▶ _Goal_
Reproduce word for word every line from the start of the records through the line containing "List every instance of the driver", including that line.

Shape-labeling records:

★ ★ ★ ★

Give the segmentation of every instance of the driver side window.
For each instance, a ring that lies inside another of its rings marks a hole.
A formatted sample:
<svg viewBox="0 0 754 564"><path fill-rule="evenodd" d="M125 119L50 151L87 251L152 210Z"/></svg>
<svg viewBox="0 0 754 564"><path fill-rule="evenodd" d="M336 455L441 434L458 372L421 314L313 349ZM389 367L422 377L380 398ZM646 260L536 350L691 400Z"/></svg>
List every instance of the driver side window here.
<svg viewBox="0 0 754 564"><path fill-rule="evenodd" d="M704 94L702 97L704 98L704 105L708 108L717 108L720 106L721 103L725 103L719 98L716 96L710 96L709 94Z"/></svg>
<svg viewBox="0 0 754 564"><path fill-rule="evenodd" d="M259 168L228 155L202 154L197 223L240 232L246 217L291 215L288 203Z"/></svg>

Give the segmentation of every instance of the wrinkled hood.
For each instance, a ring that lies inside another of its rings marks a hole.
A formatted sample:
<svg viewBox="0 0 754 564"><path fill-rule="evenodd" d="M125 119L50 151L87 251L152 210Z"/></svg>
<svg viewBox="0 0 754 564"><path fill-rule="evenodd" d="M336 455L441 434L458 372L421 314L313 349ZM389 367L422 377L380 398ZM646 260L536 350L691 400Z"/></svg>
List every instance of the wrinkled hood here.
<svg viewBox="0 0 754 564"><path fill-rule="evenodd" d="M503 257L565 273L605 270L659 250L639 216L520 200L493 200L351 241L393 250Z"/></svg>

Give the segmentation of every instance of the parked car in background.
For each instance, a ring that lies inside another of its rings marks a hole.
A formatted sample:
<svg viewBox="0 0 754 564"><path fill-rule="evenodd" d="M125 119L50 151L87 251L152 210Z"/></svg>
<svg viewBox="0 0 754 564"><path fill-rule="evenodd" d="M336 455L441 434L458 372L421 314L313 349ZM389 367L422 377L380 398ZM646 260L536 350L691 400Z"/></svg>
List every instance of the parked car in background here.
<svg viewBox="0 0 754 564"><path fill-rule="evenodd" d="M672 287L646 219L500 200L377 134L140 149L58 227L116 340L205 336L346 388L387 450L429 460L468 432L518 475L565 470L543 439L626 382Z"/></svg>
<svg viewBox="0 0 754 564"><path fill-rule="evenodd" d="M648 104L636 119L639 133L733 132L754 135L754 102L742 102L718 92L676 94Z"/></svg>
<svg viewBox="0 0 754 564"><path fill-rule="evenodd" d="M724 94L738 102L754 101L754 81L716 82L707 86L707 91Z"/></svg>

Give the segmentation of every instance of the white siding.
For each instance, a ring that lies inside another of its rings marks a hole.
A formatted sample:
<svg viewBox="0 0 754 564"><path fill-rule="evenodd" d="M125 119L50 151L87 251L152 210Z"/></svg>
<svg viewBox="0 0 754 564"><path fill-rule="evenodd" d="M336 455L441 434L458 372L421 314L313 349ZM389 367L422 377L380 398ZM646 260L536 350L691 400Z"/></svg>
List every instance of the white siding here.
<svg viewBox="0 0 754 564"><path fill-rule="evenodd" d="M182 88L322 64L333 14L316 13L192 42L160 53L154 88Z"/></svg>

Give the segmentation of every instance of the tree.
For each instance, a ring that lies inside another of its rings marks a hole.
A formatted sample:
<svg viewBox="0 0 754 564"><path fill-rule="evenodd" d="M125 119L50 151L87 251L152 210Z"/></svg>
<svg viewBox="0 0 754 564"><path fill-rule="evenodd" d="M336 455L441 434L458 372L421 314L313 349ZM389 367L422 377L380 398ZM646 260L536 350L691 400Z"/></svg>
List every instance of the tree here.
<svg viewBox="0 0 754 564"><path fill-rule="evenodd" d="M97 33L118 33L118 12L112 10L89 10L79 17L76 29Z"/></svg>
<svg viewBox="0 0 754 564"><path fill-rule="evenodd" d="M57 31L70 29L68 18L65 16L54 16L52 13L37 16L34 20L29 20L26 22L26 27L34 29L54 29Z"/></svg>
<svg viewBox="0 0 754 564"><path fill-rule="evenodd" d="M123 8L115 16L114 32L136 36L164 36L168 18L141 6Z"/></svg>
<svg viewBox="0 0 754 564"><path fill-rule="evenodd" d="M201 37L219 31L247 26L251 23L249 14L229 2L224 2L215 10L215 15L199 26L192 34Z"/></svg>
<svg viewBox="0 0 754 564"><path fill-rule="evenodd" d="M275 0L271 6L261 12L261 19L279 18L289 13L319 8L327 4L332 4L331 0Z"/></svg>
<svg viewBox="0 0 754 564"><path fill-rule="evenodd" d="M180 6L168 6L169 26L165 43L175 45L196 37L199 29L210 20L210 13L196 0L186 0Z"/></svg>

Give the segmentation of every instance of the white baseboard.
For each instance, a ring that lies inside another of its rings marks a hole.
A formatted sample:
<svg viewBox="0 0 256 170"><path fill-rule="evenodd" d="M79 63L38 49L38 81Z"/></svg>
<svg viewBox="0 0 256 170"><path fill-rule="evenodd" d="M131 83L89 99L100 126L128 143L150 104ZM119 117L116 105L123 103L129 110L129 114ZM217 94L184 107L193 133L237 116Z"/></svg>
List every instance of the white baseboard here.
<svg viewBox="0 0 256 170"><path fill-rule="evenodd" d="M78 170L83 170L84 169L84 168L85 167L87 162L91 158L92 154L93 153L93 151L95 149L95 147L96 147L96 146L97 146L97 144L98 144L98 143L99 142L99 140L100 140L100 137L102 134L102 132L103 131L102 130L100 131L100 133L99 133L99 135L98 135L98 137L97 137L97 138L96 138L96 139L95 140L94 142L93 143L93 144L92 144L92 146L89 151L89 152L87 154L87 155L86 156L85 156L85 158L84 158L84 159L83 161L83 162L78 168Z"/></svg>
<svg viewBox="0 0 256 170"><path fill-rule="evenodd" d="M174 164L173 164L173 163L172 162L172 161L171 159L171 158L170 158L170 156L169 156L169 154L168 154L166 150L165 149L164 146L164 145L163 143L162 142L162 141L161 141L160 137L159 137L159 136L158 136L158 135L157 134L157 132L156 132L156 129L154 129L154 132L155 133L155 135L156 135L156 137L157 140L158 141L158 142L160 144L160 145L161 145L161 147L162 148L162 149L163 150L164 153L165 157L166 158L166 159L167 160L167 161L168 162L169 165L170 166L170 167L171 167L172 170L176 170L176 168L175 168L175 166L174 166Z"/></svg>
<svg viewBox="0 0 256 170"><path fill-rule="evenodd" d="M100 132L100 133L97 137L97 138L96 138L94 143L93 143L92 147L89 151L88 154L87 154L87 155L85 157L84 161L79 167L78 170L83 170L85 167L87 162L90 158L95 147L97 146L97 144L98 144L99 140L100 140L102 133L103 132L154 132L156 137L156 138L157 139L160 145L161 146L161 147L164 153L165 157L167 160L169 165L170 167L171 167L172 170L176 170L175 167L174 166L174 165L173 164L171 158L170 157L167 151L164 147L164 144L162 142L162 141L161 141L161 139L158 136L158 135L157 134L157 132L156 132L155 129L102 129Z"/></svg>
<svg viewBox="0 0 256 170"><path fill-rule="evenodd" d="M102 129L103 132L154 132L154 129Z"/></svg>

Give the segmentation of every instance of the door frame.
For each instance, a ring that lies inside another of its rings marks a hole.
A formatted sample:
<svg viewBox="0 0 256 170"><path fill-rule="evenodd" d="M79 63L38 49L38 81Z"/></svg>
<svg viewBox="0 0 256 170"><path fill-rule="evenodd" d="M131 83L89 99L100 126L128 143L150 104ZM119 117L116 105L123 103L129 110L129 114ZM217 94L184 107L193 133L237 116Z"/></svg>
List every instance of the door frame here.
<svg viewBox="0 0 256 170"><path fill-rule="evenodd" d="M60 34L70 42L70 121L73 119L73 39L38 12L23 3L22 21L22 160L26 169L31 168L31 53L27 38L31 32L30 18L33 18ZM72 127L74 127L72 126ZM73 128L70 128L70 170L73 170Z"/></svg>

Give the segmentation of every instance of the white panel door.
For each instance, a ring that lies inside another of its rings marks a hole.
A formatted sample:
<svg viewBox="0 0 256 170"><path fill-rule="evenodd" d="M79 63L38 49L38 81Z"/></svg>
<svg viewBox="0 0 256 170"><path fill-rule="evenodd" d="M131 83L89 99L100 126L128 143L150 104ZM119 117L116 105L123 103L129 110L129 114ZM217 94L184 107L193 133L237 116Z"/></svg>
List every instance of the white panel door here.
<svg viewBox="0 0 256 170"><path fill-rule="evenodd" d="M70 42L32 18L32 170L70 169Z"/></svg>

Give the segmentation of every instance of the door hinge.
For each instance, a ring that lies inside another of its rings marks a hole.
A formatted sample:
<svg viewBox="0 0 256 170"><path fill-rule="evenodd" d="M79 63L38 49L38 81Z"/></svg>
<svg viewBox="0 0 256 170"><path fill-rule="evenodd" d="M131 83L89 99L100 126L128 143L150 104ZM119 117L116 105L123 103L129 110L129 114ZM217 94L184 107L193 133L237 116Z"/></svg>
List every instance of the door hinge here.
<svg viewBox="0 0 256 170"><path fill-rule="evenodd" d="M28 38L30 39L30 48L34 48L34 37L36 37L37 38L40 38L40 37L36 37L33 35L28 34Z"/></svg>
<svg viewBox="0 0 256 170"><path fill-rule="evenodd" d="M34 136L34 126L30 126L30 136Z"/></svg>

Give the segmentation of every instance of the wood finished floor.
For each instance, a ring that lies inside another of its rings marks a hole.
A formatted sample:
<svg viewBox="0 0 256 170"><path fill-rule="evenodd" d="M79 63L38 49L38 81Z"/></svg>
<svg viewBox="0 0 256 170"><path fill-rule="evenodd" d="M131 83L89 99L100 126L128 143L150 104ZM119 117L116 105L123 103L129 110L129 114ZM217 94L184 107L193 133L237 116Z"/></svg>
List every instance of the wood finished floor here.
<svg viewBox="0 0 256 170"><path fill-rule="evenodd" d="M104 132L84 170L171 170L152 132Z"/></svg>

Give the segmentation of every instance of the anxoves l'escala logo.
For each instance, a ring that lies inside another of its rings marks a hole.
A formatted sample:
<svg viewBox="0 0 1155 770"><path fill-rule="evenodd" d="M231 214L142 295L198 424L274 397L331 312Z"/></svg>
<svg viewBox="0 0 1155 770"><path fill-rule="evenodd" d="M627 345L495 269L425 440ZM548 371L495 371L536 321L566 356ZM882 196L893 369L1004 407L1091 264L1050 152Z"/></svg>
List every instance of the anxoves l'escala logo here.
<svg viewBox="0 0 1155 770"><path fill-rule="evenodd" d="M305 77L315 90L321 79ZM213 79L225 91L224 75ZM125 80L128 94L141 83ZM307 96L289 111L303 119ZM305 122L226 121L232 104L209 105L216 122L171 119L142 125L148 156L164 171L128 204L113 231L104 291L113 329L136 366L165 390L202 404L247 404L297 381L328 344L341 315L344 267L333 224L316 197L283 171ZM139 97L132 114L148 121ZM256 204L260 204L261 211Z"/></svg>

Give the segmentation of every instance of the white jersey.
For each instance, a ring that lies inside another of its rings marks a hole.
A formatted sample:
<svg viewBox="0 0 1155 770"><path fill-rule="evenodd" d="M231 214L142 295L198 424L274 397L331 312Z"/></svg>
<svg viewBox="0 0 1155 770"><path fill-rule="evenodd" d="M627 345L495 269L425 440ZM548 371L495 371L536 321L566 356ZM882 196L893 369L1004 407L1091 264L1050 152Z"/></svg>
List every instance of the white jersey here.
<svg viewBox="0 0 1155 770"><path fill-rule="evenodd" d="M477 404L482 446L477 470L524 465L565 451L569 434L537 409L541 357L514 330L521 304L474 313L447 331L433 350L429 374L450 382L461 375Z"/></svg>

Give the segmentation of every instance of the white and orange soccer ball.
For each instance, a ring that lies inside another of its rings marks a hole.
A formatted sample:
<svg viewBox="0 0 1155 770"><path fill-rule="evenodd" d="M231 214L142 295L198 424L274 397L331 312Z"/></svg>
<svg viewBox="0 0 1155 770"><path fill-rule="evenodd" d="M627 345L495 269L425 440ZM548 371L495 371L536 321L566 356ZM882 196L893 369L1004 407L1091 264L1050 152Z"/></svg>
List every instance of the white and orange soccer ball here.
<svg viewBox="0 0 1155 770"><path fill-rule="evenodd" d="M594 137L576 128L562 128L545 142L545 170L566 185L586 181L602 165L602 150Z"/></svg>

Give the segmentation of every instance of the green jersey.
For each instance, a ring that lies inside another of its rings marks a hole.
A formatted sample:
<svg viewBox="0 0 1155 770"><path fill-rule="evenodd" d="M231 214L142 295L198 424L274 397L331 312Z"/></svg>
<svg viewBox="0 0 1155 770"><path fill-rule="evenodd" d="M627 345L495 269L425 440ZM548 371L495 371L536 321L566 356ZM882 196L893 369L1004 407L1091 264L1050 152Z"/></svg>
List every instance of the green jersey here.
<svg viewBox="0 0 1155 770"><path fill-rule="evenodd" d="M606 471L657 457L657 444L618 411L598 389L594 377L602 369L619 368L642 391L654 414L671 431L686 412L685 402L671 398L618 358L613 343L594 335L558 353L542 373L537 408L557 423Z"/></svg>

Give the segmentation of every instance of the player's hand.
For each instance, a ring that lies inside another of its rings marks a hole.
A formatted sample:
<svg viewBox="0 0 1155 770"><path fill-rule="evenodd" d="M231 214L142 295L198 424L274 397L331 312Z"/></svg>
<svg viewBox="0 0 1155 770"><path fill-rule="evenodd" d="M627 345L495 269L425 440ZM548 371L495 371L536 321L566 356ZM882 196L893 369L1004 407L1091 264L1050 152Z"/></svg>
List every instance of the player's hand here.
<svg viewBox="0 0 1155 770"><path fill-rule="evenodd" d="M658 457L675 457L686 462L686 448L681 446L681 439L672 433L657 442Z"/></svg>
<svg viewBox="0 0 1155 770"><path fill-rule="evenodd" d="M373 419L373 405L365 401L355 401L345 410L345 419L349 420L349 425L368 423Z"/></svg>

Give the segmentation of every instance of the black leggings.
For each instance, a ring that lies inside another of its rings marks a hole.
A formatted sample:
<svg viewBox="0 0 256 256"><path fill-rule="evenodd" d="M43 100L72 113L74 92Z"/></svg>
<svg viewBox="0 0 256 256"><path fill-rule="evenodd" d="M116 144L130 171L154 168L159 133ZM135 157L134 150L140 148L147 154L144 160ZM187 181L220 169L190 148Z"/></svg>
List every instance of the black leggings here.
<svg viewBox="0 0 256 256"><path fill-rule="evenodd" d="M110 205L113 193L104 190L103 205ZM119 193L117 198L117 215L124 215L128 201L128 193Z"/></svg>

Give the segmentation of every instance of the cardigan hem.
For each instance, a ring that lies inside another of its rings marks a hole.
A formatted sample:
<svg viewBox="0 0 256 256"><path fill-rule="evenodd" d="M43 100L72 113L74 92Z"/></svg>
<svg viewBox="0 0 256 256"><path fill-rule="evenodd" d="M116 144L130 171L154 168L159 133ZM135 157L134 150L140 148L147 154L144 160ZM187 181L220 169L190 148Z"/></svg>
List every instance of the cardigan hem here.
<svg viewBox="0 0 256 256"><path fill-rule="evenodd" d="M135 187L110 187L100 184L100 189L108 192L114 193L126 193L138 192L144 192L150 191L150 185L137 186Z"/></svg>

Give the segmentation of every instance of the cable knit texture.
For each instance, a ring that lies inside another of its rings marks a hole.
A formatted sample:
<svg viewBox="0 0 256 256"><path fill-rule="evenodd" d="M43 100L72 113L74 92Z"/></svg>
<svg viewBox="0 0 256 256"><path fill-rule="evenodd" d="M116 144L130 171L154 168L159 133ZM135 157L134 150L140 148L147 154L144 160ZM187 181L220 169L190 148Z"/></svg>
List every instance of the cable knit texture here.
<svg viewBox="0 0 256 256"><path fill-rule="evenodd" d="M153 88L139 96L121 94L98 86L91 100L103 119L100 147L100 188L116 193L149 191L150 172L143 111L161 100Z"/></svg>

★ ★ ★ ★

▶ _Output for this exercise_
Give the segmentation of every instance of the driver side window.
For each instance, a ring that lies inside another of its rings marks a hole.
A formatted sample:
<svg viewBox="0 0 754 564"><path fill-rule="evenodd" d="M125 119L50 151L87 251L152 210Z"/></svg>
<svg viewBox="0 0 754 564"><path fill-rule="evenodd" d="M336 455L441 434L458 372L421 314L313 349ZM389 367L422 377L380 398ZM646 260L536 350L691 400Z"/></svg>
List every instance of the driver side window here.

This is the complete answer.